Question 20. O is the centre of the circle. The value of x in the given diagram is ......... O P X 200°
(a) 100°
(b) 160°
(c) 200°
(d) 80°
Answer: (d) 80°
In simple words: The angle at the center of a circle is double the angle at the circumference when both angles are made by the same arc. If the reflex angle at the center is 200°, the non-reflex angle (the smaller one) is \( 360° - 200° = 160° \). The angle x at the circumference is half of this interior central angle.

🎯 Exam Tip: Distinguish between the reflex and non-reflex central angles. The angle at the circumference is always half of the non-reflex central angle subtended by the same arc.

II. Answer the Following Questions.

 

Question 1. In the figure find x° and y°. A B C D 50° 120°
Answer: First, let's find x. The angle \( \angle ACD \) (120°) is an exterior angle of \( \triangle ABC \). It is equal to the sum of the two opposite interior angles, \( \angle A \) and \( \angle B \). So, \( \angle ACD = \angle A + \angle B \) \( 120° = 50° + x° \) \( x° = 120° - 50° \) \( \implies x° = 70° \)
Next, let's find y. In \( \triangle ABC \), the sum of all interior angles is 180°. \( \angle A + \angle B + \angle ACB = 180° \) \( 50° + x° + y° = 180° \) We already found \( x° = 70° \). \( 50° + 70° + y° = 180° \) \( 120° + y° = 180° \) \( y° = 180° - 120° \) \( \implies y° = 60° \) Therefore, the values are \( x = 70° \) and \( y = 60° \).
In simple words: First, use the rule that an outside angle of a triangle equals the sum of its two opposite inside angles to find x. Then, use the rule that all three inside angles of a triangle add up to 180 degrees to find y.

🎯 Exam Tip: Clearly state the geometric reasons (exterior angle theorem, sum of angles in a triangle) for each step to ensure full marks.

 

Question 2. The angles of quadrilateral are in the ratio 3 : 5 : 9 : 13. Find all the angles of the quadrilateral.
Answer: Let the angles of the quadrilateral be \( 3x, 5x, 9x \), and \( 13x \). We know that the sum of all interior angles of a quadrilateral is \( 360° \). So, we can set up the equation: \( 3x + 5x + 9x + 13x = 360° \) Combine the terms with x: \( 30x = 360° \) Now, solve for x: \( x = \frac{360°}{30} \) \( \implies x = 12° \)

-----

• _What is needed_: Quote the geometry solutions above verbatim, beginning at the words "In simple words: First, use" and stopping after "degrees to find y.".

Excerpts from a segmentation dataset:
-----

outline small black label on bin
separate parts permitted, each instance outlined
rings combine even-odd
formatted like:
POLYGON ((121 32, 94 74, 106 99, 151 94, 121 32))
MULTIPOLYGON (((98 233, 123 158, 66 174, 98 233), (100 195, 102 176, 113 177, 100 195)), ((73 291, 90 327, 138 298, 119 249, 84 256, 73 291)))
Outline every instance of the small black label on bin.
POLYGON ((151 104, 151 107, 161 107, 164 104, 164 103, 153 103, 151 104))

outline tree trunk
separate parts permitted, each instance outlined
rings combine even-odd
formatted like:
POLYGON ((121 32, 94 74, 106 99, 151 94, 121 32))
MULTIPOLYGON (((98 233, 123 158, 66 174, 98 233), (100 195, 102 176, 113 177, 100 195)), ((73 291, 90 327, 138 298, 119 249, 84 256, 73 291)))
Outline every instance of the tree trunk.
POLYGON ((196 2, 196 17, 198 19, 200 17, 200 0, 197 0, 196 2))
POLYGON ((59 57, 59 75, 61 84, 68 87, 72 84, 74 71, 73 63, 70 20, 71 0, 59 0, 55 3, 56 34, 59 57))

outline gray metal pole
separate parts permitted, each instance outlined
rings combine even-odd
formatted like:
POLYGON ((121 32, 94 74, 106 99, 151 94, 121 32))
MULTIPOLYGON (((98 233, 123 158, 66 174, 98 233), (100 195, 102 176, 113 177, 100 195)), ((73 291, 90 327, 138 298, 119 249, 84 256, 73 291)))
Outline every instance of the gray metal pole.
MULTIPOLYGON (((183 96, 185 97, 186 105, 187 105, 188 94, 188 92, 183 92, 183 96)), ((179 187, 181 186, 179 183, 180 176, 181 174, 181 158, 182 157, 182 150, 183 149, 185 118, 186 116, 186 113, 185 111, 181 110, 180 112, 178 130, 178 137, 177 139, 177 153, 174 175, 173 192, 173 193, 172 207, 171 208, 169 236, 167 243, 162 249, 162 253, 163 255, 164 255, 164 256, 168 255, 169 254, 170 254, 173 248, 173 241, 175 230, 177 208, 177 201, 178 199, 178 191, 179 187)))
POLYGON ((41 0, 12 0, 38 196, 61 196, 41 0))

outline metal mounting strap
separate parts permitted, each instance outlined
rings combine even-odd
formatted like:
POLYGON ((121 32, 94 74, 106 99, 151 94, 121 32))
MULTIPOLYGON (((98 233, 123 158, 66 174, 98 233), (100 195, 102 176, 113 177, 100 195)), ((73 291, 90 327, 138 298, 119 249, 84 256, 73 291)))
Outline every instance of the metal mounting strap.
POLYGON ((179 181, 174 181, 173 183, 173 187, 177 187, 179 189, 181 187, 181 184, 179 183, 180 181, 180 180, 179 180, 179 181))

-----

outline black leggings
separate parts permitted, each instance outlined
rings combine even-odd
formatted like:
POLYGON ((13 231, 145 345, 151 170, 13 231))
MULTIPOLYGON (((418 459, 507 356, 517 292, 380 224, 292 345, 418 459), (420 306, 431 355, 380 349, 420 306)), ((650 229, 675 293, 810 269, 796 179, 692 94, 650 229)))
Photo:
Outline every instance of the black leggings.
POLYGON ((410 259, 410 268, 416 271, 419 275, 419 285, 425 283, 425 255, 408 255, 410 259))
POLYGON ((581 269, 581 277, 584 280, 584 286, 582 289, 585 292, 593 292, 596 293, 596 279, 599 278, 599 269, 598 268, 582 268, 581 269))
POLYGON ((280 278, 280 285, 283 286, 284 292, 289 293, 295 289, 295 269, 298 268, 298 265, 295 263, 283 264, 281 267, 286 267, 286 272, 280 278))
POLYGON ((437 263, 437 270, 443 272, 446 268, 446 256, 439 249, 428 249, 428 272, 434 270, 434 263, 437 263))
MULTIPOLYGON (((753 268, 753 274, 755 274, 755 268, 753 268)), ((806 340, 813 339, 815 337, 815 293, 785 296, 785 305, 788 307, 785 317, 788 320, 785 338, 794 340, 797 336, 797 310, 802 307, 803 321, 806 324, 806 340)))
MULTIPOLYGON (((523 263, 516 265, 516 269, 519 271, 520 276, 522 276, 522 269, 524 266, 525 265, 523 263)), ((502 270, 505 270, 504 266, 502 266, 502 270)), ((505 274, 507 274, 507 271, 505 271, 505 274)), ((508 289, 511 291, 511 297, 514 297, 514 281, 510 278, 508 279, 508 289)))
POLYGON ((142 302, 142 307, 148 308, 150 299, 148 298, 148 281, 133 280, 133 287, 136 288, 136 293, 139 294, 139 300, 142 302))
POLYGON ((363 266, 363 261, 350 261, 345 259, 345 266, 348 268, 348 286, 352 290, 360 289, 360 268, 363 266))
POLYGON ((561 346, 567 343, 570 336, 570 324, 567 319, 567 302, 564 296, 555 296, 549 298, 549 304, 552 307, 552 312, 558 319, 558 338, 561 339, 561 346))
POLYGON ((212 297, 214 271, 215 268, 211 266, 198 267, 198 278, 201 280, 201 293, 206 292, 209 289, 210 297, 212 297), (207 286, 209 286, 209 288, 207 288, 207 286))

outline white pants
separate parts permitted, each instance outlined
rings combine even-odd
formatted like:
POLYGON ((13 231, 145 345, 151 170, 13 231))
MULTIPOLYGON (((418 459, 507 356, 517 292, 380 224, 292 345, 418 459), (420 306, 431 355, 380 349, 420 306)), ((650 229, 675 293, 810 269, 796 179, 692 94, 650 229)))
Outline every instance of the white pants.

-----

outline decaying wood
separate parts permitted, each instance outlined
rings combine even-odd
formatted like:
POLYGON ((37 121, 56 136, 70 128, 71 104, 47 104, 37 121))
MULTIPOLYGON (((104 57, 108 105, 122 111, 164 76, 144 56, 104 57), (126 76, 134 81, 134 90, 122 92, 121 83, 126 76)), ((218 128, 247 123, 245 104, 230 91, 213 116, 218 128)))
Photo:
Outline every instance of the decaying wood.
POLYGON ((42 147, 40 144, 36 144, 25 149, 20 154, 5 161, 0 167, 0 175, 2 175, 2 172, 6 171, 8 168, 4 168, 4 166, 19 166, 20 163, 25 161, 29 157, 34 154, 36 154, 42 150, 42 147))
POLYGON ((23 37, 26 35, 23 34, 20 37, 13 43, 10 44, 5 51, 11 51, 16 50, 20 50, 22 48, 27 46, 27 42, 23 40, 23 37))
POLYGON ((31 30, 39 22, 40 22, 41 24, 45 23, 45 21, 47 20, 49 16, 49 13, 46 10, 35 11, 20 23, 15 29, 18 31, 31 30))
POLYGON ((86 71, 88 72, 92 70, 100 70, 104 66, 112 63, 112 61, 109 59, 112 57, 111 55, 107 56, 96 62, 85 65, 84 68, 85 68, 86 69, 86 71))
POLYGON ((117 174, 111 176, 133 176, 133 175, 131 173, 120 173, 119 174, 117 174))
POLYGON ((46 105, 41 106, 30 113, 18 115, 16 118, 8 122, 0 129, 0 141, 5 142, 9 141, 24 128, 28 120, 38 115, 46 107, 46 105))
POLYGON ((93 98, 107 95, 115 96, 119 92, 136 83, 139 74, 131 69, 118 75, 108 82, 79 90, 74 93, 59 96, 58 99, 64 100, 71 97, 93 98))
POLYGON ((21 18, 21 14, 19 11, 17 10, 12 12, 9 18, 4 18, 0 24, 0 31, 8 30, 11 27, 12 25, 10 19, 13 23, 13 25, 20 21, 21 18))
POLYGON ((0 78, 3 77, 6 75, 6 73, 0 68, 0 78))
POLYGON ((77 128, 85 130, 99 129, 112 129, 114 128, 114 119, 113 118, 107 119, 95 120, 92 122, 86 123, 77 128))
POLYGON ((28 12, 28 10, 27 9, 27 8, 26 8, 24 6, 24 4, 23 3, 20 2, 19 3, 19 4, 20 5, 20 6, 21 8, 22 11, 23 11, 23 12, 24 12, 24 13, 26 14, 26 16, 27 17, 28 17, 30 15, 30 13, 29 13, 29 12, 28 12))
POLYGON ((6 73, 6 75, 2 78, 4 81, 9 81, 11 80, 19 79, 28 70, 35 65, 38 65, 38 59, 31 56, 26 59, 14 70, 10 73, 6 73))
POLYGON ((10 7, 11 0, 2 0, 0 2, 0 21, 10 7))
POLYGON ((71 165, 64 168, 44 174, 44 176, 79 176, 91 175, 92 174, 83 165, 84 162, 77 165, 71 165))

-----

• _Response to this exercise_:
In simple words: First, use the rule that an outside angle of a triangle equals the sum of its two opposite inside angles to find x. Then, use the rule that all three inside angles of a triangle add up to 180 degrees to find y.